[EXCERPTED PASSAGE]

In my day, it was tetherball. Our common playground game, that is. So this picture came about one day on a photo walk and I had to find out what this strange sculpture on a stick is called. I found out the common playground game today is Funnel Ball. According to an entry on WikiPedia, Funnel Ball is a common playground game in use today. A giant funnel, roughly 5 feet in diameter with a 45 degree pitch, is placed atop a post. The funnel is traditionally made of fiberglass and usually painted white.
Around these parts, the funnels are painted orange, which provides all kinds of contrast possibilities for my eyes. The challenge here, in my opinion was the restraint exercised in the use of the color orange. The color provides the effect on its own, so my job was to let it appear natural and let the color do the work without external controls or enhancements. In pre-visualizing this image it was kept in mind that warm colors advance toward the eye while the cooler colors recede.

[/EXCERPTED PASSAGE]

YOUR INSTRUCTIONS: According to the funnel ball text, what color are the funnels painted in the author's area? The entries that follow have no connection to the funnel ball text.

[SUPPLIED INFORMATION]

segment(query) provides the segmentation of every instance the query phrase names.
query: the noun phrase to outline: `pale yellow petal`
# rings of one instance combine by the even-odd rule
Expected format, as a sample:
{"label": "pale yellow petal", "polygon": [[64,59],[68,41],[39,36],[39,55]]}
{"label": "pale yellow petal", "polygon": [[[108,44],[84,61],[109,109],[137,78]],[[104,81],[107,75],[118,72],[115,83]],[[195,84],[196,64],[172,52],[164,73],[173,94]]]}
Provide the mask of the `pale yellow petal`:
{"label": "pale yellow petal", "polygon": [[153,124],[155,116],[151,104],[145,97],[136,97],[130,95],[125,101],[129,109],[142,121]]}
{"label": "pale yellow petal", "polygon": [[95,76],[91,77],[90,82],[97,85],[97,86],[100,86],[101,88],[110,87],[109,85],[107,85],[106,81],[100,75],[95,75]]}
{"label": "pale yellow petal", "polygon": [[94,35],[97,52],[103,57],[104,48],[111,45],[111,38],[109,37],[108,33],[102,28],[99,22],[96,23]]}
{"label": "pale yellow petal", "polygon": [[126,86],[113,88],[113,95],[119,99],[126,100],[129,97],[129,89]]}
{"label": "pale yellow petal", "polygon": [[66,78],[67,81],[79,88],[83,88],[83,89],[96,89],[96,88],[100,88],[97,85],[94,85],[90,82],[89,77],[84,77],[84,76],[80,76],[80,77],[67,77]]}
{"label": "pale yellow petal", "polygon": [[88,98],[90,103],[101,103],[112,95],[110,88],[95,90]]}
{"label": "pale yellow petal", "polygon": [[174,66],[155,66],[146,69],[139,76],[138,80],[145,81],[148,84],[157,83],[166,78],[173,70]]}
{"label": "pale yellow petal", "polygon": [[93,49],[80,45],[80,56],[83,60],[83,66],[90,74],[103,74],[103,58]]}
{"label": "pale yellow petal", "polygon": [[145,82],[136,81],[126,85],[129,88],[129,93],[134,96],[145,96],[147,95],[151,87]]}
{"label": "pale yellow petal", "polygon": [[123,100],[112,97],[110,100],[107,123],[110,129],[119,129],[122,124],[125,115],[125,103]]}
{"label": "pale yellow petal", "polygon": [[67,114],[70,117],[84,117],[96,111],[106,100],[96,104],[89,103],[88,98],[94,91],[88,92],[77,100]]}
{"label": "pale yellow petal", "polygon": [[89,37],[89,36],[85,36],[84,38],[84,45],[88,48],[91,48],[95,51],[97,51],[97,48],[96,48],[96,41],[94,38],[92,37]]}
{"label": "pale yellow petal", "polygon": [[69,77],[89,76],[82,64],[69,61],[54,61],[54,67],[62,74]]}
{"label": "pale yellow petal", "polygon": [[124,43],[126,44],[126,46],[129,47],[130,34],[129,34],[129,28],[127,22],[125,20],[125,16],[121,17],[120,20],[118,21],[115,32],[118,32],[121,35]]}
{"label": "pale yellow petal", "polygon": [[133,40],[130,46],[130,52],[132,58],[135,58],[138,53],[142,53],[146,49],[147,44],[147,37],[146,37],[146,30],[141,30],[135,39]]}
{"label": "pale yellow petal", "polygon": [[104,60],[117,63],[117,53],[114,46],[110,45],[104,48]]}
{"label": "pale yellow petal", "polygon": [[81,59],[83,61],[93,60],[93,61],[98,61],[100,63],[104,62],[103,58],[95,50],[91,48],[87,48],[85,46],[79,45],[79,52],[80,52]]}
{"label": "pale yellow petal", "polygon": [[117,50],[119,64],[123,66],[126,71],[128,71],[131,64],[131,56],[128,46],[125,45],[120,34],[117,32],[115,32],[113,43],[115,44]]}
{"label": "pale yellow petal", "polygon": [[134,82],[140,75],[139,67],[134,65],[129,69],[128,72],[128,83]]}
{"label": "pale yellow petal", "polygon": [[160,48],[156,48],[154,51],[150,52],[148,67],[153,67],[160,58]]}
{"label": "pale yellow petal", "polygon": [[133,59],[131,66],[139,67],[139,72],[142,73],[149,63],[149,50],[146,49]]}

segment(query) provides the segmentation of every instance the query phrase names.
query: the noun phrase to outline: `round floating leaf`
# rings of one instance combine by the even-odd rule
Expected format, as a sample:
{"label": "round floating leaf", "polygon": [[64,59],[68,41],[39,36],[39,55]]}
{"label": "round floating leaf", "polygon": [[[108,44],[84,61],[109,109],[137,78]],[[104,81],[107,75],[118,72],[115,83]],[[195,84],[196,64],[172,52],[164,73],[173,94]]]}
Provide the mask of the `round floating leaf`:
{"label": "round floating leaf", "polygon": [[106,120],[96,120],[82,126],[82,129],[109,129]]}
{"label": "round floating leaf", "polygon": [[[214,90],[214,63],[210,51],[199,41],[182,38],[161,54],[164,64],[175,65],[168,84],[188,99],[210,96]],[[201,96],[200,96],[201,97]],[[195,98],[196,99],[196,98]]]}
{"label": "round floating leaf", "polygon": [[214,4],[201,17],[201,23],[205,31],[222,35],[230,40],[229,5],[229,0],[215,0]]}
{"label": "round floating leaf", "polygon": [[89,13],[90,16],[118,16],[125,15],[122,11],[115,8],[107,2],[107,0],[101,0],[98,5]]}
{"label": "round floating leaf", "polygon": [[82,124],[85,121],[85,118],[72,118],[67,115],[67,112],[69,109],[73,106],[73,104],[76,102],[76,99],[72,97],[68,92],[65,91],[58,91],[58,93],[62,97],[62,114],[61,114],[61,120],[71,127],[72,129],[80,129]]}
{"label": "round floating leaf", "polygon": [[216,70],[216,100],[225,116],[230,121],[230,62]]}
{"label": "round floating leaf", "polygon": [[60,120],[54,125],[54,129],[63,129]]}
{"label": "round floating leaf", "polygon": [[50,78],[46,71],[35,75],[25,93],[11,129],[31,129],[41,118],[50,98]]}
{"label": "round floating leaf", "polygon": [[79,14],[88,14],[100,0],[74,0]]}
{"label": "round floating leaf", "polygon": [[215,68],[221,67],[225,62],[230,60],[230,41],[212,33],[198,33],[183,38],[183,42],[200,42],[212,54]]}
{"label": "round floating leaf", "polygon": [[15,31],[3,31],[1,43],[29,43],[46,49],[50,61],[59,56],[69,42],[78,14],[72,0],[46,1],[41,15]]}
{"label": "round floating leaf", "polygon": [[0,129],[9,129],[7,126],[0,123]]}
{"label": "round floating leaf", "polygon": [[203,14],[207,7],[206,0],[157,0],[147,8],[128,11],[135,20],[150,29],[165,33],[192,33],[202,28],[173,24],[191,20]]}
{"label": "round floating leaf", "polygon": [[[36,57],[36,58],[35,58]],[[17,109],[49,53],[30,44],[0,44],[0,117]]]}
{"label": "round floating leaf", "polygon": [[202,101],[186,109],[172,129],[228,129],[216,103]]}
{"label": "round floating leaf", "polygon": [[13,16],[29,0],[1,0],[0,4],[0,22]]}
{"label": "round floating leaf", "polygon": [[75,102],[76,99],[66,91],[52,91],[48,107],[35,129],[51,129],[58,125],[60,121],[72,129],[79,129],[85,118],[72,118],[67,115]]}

[/SUPPLIED INFORMATION]

REPLY: Orange.